* Data excerpts:
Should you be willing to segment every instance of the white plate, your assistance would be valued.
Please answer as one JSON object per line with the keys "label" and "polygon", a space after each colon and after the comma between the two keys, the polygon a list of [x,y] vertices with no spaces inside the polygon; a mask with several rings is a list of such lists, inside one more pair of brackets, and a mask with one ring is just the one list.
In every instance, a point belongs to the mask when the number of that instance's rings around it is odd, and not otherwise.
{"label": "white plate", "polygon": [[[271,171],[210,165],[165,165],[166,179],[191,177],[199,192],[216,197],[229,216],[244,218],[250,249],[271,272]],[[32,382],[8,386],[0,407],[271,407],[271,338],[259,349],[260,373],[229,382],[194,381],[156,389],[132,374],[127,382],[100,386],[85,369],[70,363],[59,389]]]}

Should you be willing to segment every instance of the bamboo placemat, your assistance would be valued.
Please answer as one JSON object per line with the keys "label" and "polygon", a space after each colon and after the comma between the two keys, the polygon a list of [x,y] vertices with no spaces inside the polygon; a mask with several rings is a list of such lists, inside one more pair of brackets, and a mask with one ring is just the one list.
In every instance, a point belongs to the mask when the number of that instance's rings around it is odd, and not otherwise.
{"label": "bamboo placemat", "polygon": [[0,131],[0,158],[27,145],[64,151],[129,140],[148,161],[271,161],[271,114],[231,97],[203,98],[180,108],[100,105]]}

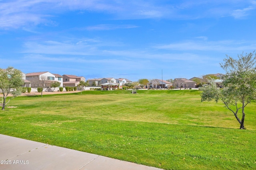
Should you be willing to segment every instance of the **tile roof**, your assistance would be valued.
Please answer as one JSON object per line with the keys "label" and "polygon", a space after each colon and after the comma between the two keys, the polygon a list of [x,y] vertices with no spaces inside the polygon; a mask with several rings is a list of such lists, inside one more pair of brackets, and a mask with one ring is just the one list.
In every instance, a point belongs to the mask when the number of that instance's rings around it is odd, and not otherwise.
{"label": "tile roof", "polygon": [[100,81],[103,78],[93,78],[92,79],[88,79],[87,80],[88,81]]}
{"label": "tile roof", "polygon": [[62,76],[58,74],[53,74],[56,77],[63,77],[63,76]]}
{"label": "tile roof", "polygon": [[64,74],[62,75],[62,76],[66,76],[68,77],[71,78],[78,78],[77,76],[75,76],[74,75],[68,75],[68,74]]}
{"label": "tile roof", "polygon": [[42,72],[30,72],[29,73],[27,73],[26,74],[26,76],[39,76],[40,75],[42,74],[44,74],[46,72],[48,72],[48,71],[44,71]]}

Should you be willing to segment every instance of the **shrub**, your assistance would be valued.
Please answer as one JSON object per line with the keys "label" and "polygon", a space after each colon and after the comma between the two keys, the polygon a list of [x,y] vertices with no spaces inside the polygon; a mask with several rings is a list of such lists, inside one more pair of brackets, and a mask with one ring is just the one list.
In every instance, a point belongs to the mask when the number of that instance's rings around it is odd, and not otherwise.
{"label": "shrub", "polygon": [[26,93],[26,92],[27,91],[27,88],[26,87],[23,87],[22,90],[21,90],[22,93]]}
{"label": "shrub", "polygon": [[42,92],[43,91],[43,88],[42,87],[38,87],[37,88],[37,91],[38,92]]}

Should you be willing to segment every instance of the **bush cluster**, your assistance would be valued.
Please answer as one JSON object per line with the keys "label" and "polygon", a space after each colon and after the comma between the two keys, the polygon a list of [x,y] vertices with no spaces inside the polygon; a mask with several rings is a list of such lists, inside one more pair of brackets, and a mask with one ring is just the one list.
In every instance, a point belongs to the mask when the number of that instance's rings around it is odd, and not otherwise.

* Requirements: Copy out word for word the lines of the items, beginning with the line that contains "Should you be willing to segment every instance of the **bush" and continuing through the final line of the items, with both of those lines included.

* Output of the exercise:
Should you be willing to segment every instance of the **bush cluster**, your assistance would be valued.
Please answer as one JSON object per line with the keys "label" and "polygon", a space after each colon and after the comma between the two keys, the polygon a list of [x,y] vertices with no spaces inside the polygon; a mask with several rings is a list of such lists, inside one more pair of brackets, and a mask with one ring is just the one list.
In every instance, a point belongs to the mask when the number of that instance's rings around it is odd, and not otherwise.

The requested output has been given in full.